* Exercise task *
Report in full each line below that contains the string "tower". Case counts, so uppercase and lowercase letters must match.
####################
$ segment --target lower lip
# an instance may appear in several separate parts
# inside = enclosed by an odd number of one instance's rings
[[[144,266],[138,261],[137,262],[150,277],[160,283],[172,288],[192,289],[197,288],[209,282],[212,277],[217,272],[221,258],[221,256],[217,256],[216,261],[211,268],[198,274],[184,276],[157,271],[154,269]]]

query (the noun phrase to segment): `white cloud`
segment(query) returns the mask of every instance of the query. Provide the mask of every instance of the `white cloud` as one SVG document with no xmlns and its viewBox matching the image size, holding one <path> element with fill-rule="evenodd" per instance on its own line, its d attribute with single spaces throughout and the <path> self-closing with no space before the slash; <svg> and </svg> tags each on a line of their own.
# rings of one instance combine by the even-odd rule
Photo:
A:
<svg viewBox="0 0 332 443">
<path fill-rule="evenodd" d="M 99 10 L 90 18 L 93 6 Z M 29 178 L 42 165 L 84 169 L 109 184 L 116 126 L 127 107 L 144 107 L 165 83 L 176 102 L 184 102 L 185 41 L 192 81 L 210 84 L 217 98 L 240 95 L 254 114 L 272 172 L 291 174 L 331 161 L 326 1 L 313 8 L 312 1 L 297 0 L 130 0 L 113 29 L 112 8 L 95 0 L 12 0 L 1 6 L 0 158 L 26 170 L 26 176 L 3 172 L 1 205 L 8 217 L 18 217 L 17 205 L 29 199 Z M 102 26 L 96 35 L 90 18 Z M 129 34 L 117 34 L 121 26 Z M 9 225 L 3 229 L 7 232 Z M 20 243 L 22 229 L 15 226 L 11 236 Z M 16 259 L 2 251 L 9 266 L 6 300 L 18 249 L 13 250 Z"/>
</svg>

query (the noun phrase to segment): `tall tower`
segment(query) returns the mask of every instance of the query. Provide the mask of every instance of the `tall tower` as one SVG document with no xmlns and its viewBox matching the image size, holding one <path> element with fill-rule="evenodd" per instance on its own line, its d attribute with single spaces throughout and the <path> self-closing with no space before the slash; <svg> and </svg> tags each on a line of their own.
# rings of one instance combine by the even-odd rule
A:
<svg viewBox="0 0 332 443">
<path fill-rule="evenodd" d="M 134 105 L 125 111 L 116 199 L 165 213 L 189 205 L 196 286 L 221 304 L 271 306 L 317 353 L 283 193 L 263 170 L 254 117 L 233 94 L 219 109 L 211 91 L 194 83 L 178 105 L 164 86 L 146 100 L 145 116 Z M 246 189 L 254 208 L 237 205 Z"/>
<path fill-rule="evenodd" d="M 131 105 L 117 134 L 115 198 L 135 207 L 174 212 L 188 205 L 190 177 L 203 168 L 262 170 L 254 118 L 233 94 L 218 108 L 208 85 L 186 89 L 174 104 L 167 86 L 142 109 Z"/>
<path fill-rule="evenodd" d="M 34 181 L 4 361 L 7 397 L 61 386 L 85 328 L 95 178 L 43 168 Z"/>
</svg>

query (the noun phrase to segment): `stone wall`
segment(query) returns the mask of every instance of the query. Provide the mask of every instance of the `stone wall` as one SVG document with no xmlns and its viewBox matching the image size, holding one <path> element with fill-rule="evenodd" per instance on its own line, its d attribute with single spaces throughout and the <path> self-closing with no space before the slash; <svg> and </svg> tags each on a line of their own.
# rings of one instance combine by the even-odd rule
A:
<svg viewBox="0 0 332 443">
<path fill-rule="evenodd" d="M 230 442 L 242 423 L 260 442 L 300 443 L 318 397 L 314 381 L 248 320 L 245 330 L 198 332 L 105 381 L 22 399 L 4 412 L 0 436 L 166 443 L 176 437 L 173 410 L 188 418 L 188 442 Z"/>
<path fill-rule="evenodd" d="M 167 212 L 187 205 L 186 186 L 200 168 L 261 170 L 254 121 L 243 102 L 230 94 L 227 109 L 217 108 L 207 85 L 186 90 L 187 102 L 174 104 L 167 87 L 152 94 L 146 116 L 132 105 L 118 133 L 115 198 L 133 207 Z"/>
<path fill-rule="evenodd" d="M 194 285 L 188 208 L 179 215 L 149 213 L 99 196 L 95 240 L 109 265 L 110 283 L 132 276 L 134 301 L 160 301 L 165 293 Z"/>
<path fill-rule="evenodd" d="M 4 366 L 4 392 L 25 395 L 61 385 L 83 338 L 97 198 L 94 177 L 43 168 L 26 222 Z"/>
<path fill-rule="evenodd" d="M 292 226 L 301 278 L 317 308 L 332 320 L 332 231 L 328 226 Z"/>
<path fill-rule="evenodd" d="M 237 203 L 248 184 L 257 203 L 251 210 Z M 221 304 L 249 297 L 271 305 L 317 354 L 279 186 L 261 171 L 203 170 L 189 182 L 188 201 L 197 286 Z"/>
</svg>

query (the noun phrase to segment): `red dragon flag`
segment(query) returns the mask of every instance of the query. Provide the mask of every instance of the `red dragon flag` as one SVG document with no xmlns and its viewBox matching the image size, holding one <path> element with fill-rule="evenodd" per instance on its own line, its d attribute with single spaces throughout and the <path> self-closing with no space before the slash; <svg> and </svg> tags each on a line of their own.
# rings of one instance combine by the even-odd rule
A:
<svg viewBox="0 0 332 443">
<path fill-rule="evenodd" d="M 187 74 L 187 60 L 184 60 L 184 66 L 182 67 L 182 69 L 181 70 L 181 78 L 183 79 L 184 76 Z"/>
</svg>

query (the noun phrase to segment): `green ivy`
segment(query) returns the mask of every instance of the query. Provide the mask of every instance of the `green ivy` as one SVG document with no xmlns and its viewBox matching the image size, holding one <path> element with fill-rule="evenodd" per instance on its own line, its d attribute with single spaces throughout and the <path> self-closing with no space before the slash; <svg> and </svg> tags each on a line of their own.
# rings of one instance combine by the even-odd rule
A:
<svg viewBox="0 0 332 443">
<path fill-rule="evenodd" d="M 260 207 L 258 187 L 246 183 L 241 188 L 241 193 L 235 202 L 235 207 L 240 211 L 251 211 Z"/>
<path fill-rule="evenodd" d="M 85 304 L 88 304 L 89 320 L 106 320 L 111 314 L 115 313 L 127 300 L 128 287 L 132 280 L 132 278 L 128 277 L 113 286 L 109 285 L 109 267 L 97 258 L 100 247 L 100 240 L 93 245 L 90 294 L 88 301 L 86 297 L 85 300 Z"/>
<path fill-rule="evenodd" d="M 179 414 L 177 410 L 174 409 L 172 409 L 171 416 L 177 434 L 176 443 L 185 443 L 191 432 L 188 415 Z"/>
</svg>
####################
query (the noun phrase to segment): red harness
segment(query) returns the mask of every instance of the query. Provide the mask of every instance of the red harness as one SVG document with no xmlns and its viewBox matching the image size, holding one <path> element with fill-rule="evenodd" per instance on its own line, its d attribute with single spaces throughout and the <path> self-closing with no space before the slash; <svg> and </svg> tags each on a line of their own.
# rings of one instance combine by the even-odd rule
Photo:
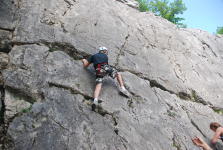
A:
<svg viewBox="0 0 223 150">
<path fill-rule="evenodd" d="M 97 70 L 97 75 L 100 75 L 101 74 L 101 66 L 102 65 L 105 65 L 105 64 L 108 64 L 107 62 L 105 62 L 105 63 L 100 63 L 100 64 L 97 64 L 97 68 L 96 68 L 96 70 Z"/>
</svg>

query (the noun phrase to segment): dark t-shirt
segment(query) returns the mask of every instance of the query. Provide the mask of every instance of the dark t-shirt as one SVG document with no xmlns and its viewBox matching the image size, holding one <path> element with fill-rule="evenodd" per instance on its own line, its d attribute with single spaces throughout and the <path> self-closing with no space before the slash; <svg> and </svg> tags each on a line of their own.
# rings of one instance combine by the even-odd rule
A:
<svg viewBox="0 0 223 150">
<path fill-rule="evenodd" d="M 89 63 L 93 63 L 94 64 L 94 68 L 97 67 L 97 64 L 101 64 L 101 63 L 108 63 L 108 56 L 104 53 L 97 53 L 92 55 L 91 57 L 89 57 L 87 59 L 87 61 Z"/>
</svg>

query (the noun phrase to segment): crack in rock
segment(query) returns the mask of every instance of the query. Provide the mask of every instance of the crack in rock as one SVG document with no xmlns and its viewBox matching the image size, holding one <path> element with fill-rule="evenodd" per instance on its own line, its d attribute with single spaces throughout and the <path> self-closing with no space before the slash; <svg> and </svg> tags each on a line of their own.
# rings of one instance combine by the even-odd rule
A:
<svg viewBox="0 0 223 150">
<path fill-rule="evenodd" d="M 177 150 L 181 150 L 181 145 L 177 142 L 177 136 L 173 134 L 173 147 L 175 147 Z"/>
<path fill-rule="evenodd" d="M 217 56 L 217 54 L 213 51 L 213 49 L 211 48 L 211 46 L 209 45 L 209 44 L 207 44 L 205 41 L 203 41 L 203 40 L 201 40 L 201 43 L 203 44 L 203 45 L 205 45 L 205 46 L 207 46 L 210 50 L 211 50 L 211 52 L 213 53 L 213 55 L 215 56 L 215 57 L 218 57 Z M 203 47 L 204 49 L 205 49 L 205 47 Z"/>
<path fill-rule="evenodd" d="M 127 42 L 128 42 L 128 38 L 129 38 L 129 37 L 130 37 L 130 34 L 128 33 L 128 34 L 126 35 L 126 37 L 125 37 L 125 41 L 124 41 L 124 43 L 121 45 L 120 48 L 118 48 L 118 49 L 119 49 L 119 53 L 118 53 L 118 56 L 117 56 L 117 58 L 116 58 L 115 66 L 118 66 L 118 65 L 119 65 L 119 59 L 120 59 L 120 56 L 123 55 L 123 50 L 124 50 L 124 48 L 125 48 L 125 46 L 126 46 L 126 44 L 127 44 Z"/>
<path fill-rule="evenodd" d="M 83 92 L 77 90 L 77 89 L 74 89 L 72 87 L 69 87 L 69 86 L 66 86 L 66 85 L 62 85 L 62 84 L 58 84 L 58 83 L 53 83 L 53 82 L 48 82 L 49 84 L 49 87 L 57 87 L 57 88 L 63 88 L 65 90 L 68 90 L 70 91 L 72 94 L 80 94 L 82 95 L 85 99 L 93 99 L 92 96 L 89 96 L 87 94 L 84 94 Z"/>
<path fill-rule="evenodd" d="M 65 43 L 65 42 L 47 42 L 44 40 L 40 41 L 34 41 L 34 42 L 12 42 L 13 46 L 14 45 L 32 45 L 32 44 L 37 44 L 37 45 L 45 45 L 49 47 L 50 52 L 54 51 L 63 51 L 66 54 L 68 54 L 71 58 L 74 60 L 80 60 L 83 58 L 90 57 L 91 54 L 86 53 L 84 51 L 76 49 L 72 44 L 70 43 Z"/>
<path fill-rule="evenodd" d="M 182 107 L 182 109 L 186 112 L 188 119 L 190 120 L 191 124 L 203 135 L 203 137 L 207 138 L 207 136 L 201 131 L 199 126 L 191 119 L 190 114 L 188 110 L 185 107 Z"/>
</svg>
####################
* Solution for this problem *
query (the noun phrase to segment): `tall tower`
segment(query) returns the mask of every instance of the query. Provide the mask of every instance of the `tall tower` as one SVG document with no xmlns and its viewBox matching the image size, holding one <path> element with fill-rule="evenodd" per instance on its own line, its d attribute with single spaces throughout and the <path> self-closing with no space before the slash; <svg> and </svg> tags each on a line of their own.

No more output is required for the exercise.